● **Exercise**
Copy every one of the records below word for word, leaving out the pictures.

● **Given data**
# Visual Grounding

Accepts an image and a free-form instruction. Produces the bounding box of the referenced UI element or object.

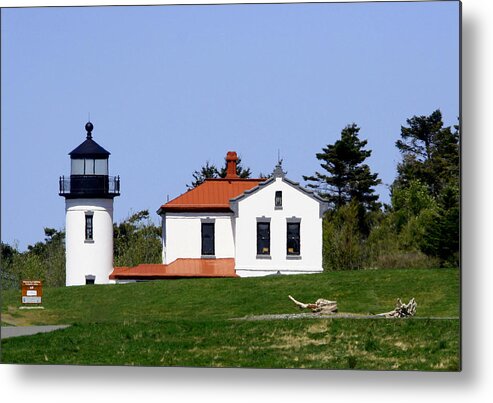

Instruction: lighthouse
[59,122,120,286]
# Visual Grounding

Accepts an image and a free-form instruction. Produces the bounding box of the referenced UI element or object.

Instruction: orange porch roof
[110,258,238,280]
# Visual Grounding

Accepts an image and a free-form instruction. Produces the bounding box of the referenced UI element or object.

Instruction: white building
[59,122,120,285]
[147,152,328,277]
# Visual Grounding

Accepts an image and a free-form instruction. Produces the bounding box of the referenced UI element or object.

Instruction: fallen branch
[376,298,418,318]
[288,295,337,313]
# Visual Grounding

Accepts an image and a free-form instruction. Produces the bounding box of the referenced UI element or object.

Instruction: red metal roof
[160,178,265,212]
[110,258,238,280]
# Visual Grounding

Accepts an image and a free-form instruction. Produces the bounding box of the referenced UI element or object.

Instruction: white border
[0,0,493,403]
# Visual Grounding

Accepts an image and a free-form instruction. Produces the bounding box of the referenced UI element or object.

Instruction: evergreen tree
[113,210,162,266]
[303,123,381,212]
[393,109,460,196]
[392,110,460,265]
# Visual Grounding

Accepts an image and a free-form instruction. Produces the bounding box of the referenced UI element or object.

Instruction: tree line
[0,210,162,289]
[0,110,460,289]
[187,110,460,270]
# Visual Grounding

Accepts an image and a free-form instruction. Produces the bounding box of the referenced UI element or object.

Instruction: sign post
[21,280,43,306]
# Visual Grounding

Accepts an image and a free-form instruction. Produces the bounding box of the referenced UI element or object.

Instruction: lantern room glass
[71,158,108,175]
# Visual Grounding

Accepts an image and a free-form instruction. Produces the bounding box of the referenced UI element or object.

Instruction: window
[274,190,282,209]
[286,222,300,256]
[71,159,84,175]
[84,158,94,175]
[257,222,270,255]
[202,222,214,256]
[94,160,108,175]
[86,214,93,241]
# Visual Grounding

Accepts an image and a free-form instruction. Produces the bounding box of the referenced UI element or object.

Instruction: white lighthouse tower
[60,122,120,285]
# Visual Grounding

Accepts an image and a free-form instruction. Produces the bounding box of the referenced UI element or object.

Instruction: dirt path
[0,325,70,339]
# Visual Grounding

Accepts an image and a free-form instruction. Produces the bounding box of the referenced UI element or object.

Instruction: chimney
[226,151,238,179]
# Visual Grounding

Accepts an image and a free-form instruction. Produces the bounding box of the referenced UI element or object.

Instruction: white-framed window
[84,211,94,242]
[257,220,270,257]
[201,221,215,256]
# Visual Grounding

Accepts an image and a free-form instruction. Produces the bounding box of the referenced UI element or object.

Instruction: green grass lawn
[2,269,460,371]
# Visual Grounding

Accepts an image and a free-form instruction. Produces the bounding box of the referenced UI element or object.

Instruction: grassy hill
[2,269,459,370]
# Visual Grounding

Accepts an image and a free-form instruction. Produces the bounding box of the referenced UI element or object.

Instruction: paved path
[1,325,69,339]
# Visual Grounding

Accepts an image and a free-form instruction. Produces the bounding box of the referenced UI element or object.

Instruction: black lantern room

● **The output**
# Visual Grounding

Accepts an image and a free-form instruction. Produces the bounding box of the referenced UI element or object.


Instruction: lighthouse
[59,122,120,286]
# Visual Grounding

Accepts an image and a free-form instruction. Produces the bounding box of the referenced UI element or object.

Instruction: orange porch roof
[110,258,238,280]
# Visual Grounding

Accepts an image and a free-form instruction. Produces the bounding box of the referenced UI element or object.

Instruction: white building
[59,122,120,285]
[147,152,328,277]
# Visual Grounding

Accepts an image and a free-form instruction. Produces the bounding box of the referenced UI element or object.

Instruction: fallen branch
[376,298,418,318]
[288,295,337,313]
# Visual Grounding

Accepts an image and a free-form instruction. Produces the bounding box of the referenced UI element or object.

Instruction: red metal roof
[160,178,265,212]
[110,258,238,280]
# Visual Grounding

Accepts an image and a free-form instruction. Produces the bounding box of the referenced UI element or object.

Instruction: white border
[0,0,493,403]
# Visual Grounding

Accepts an image and a free-form instruction. Produces the bounding box of the referenced UI element or object.

Instruction: evergreen tree
[113,210,162,266]
[303,123,381,212]
[393,109,460,196]
[392,110,460,265]
# Visual Grounding

Accepts an image and a free-form instruction. Produces the bounding box of the referenced UI element or object.

Instruction: tree line
[0,210,162,289]
[0,110,460,289]
[187,110,460,270]
# Visual Grounding

Accepts an image and a free-form instruction. Produces the bounding box of the referenced UI element or object.

Instruction: sign post
[21,280,43,306]
# Visual Grounding

Accepts an image and a free-form instruction. Produces the bounding box of the referenced UI element or object.

Instruction: lantern room glass
[71,158,108,175]
# Visual Grounding

Accepts an image and a free-form instruction. Produces the bounding box of the referenced UI element or object.

Instruction: window
[274,190,282,209]
[286,222,300,256]
[71,159,84,175]
[84,158,94,175]
[257,222,270,255]
[202,222,214,256]
[94,160,108,175]
[86,214,93,241]
# Visual Grounding

Accepts an image and a free-form instruction. Produces the bounding box of the referenced UI element or object.

Instruction: white lighthouse tower
[60,122,120,285]
# Visual Grounding

Accepts an image and a free-form instruction. Produces the bounding box of the referenced UI element or object.

Instruction: dirt path
[0,325,70,339]
# Visual Grounding

Accepts an image and a free-form instruction. Produces the bounding box of the referenced UI element or object.

Instruction: chimney
[226,151,238,179]
# Visual Grounding

Accepts an image and a free-form instruction. Produces the bounding box of the referenced UI element or object.

Instruction: white-framed window
[84,211,94,242]
[257,220,270,257]
[201,221,215,256]
# Visual Grounding

Accepts an image and a free-form instruction. Produces the bounding box of the referenced UI element or object.

Instruction: green grass lawn
[2,269,460,371]
# Visual Grounding

Accepts an image and a free-form instruction. Produces the bounding box of the referenced UI element or object.

Instruction: grassy hill
[2,269,459,370]
# Visual Grounding

Accepts an image and a free-form instruction. Produces the bounding box of the referenced UI element or object.

Instruction: paved path
[1,325,69,339]
# Visual Grounding

Accepts an image and a free-form instruction. Produces the bounding box of the referenced UI element or object.

Instruction: black lantern room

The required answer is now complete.